• **SHORT EXERCISE**
Count the lines of the data below that contain the string "query", and reply with that number alone.

• **DATA IN THIS EXERCISE**
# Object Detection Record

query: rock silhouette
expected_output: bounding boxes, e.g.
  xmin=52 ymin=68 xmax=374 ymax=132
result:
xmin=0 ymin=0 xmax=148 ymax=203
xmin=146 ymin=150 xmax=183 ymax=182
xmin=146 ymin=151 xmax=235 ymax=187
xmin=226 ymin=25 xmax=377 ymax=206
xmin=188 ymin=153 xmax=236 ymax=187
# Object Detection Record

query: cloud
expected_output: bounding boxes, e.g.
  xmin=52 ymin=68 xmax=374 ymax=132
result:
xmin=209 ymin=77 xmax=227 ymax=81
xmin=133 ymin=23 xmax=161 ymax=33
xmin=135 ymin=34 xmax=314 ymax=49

...

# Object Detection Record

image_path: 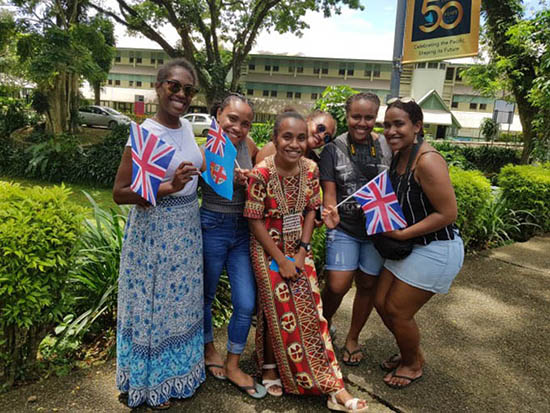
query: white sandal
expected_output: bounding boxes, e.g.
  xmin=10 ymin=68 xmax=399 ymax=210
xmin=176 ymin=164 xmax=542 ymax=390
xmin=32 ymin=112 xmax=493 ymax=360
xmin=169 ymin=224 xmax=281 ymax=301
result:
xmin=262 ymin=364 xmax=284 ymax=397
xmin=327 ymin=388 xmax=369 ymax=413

• **COMPLETE OUTPUT**
3